*Dataset records:*
● ● ● ● ●

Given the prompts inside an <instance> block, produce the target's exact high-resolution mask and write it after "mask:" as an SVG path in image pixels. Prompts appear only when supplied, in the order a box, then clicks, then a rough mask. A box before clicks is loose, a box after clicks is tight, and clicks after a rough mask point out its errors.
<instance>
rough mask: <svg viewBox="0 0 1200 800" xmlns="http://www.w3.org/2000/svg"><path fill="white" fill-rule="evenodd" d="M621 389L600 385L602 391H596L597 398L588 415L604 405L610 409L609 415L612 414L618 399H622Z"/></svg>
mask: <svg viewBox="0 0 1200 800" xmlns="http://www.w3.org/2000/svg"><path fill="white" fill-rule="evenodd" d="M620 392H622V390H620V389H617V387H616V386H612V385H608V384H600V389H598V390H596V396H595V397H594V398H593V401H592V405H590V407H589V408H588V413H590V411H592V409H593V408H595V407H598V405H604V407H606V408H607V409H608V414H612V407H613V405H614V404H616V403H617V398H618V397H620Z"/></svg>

● ● ● ● ●

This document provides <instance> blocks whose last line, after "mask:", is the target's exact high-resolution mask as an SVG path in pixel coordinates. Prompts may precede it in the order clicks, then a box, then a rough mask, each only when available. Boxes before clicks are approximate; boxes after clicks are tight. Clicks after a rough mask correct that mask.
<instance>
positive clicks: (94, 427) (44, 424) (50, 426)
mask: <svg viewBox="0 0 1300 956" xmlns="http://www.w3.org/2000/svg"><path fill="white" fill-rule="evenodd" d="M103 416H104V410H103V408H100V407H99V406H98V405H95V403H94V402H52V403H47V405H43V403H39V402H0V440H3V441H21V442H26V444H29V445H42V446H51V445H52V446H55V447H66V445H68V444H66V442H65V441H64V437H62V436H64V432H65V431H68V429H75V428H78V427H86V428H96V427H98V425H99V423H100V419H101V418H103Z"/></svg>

● ● ● ● ●

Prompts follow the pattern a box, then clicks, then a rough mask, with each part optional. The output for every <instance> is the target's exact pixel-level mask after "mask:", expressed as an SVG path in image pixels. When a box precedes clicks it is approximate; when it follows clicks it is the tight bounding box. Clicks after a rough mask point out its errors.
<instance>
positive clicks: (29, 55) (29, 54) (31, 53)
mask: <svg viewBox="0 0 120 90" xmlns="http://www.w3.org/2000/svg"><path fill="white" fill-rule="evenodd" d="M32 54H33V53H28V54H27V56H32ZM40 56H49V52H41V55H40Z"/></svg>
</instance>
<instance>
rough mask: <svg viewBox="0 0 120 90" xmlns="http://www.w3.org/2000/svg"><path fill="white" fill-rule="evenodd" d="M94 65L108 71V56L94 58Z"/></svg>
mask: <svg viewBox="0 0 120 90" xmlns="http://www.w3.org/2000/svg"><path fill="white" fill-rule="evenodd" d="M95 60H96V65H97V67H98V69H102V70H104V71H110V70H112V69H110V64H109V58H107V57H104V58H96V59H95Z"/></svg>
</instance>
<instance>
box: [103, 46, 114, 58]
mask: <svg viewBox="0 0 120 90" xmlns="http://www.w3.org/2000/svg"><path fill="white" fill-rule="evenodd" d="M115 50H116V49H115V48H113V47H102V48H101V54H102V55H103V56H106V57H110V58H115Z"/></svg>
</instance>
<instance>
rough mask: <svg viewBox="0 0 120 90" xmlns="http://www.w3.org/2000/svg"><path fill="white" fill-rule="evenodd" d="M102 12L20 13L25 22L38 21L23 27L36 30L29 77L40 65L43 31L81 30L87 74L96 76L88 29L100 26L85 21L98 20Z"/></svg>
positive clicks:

● ● ● ● ●

*Problem statement:* Scan the data above for the word "order". Copy every line in which it is found.

*Reply:*
Given the prompts inside an <instance> block, produce the target's exact high-resolution mask and write it after "mask:" as an SVG path in image pixels. Prompts appear only when supplied, in the order a box, then clicks, then a rough mask. A box before clicks is loose, a box after clicks is tight, and clicks after a rough mask point out its errors.
This document provides <instance> blocks whose last line, after "mask:", is the target's exact high-resolution mask as an SVG path in pixel coordinates. Prompts may precede it in the order clicks, then a box, then a rough mask, each only when available. Boxes before clicks are approximate; boxes after clicks are tight. Clicks after a rough mask correct that mask.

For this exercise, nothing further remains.